:: Selected extract ::
##########

P10 - Inappropriate Threat Model
Description: While considering the threat model based on which the system should be secure, many fail to account that the utilization of machine learning increases the attack surfaces and hence requires a change in the threat model. In the context of security: Along with the standard threats that the malware detection systems aim to defend against, it must also consider the new machine-learning related threats and evasion strategies that the model would encounter Recommendation: The threat model must be created by taking into account the adversarial attacks that utilize the internal design or working of the machine learning model. In this case, it is best to try and make your model secure against white-box attacks, that is, assuming that the attacker has information about the model and hence can utilize this information.
Discussion
- This discussion started off on the topic of label inaccuracy. Because of the research that is happening in the domain of malware, malware labels organically change. Hence, the results that I might have on my model today would not be a relevant indicator in the future as the labels could have changed and evolved, making my evaluation obsolete.
- Another point discussed was how frequently researchers fall into the pitfall of mixing up datasets because of the lack of data, hence introducing additional bias.
- A tangent topic discussed was website fingerprinting, and how it is actually done behind the scenes. One class classifiers use a collection of harmless benign identifiers to fingerprint a user across websites.

##########

:: Entries shown ::
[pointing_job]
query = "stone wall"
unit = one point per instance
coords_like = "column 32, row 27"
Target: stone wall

##########

:: Exercise requirements ::
1) From the passage on inappropriate threat models, extract the stretch from "P10 - Inappropriate" through "utilize this information.".
2) Condense the paragraph of the passage on inappropriate threat models that begins "This discussion started off" into a single shorter sentence that keeps its main facts.
3) Write what comes next in the passage on inappropriate threat models, starting after its final sentence.

:: Solved tasks ::
1)
P10 - Inappropriate Threat Model
Description: While considering the threat model based on which the system should be secure, many fail to account that the utilization of machine learning increases the attack surfaces and hence requires a change in the threat model. In the context of security: Along with the standard threats that the malware detection systems aim to defend against, it must also consider the new machine-learning related threats and evasion strategies that the model would encounter Recommendation: The threat model must be created by taking into account the adversarial attacks that utilize the internal design or working of the machine learning model. In this case, it is best to try and make your model secure against white-box attacks, that is, assuming that the attacker has information about the model and hence can utilize this information.

2) The discussion began with label inaccuracy: because ongoing malware research makes labels change over time, a model's current results may not hold later, leaving the evaluation obsolete.

3)
- Another major topic of discussion was how a machine learning model will perform well if it encounters the data that it was trained on. This implies that an AV detection model that was trained on a dataset that is local to Brazil would function well in Brazil but might not have the same performance in the United States. This would raise the opinion that the best AntiVirus system would be the one that was trained with the local data. This also led to the point that most of the attacks that happen have a local origin. Even though there are highly targeted attacks by exceptionally skilled groups, the majority of the attacks are by people in the same general region,
- The AV companies do utilize global datasets and at the same time collect files locally creating local datasets. The proportion of global to local data that it should focus on is a game of balance and hence a topic of discussion
- Another topic discussed was the ways in which malware is transmitted, sometimes even in USB sticks. This led to recalling StuxNET, a virus targeting Iran’s nuclear program which is widely believed to have been deployed through a USB stick.
- The concept of a threat model was also extensively discussed. A threat model is an outline of all the potential threats that are under consideration for a system. A system can never be 100% secure and hence it is normally said to be secure considering a certain threat model. The analogy used was that of a house. The house is said to be secure if all the locks to the doors and windows are functioning and an intruder wouldn’t be able to just walk right in. However, it is still true that a SWAT team would be able to break in through the roof. This is not normally considered because it is not part of the implicit threat model that people have created in their minds.